Directions for this task: Search the material for the word "tower" and copy each line that holds it.

Records to process:
---+---

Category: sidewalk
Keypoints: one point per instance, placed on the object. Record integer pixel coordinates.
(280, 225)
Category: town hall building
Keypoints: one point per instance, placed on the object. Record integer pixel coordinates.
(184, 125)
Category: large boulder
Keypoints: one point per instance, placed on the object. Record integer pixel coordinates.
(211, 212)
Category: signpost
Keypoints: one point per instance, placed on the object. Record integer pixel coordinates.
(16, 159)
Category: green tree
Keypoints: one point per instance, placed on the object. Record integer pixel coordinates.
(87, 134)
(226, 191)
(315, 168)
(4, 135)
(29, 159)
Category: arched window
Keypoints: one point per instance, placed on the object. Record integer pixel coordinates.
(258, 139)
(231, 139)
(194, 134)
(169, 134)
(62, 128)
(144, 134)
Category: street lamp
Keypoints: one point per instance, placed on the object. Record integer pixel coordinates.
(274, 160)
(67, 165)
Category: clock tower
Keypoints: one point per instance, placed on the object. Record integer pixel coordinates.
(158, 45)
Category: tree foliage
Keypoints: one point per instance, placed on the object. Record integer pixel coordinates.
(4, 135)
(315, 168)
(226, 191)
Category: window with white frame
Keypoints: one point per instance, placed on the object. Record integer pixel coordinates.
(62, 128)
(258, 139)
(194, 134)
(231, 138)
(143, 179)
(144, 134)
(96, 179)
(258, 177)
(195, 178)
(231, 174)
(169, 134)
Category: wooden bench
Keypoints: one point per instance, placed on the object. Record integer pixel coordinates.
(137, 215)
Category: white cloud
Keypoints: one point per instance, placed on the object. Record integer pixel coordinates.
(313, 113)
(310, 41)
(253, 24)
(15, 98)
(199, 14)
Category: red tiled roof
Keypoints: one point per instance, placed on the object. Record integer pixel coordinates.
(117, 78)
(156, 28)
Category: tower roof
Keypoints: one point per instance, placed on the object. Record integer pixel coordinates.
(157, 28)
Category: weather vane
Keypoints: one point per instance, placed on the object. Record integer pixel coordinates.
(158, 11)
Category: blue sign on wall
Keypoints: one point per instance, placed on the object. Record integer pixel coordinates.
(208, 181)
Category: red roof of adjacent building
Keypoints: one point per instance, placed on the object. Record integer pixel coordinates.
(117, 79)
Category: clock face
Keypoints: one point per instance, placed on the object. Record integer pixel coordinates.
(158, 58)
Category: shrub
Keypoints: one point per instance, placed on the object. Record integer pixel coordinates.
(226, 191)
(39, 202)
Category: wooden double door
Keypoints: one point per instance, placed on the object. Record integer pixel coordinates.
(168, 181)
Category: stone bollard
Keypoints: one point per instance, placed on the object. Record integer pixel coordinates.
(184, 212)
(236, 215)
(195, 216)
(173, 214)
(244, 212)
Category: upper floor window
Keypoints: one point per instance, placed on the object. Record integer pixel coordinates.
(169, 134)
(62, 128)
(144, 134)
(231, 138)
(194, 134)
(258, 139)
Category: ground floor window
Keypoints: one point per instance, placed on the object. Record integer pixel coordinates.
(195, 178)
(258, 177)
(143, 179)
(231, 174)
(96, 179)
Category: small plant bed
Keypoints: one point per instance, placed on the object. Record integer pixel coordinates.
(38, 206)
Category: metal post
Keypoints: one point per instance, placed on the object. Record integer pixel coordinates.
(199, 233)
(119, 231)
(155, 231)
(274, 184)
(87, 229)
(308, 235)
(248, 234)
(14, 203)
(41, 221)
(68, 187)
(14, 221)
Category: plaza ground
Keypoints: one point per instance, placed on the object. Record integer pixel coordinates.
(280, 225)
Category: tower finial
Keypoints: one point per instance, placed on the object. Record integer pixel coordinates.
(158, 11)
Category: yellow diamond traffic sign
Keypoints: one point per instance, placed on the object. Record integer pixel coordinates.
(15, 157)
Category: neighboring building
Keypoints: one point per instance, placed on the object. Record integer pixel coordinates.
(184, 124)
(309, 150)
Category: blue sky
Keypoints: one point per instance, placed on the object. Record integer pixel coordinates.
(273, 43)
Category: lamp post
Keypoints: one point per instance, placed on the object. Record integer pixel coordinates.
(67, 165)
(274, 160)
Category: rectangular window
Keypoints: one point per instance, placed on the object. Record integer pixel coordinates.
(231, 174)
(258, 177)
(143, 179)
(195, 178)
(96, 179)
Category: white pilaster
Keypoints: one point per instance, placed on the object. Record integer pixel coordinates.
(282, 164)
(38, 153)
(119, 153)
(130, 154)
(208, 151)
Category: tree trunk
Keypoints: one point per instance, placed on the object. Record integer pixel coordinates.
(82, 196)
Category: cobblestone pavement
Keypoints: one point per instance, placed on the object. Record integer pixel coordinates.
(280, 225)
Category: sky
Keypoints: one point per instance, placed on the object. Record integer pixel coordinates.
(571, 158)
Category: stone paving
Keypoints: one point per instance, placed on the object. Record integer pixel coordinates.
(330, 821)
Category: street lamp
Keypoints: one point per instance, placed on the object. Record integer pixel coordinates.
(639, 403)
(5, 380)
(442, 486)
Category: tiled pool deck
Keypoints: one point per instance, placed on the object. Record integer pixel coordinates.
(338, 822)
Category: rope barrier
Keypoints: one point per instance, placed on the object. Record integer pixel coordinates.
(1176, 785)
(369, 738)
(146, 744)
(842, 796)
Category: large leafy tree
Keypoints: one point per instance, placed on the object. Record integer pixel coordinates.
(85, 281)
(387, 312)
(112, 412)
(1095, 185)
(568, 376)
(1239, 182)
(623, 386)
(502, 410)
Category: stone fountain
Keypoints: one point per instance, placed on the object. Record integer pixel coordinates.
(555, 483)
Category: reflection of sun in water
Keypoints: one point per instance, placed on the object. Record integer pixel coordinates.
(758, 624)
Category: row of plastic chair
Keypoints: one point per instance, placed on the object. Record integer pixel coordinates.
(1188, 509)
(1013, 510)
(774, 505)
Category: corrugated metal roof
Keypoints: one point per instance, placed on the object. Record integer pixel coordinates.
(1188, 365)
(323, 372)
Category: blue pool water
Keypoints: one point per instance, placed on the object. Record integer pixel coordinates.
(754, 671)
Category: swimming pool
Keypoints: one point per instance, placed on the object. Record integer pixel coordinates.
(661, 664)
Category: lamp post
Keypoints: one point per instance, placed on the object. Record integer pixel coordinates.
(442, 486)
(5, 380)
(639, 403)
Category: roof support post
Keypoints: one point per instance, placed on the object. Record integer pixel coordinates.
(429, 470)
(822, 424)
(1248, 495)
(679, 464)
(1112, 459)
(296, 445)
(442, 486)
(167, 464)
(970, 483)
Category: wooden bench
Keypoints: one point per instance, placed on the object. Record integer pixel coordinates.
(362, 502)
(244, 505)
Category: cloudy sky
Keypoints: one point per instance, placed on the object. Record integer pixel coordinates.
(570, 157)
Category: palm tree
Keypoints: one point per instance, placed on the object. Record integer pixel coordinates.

---+---

Your response:
Category: clock tower
Category: tower roof
Category: tower finial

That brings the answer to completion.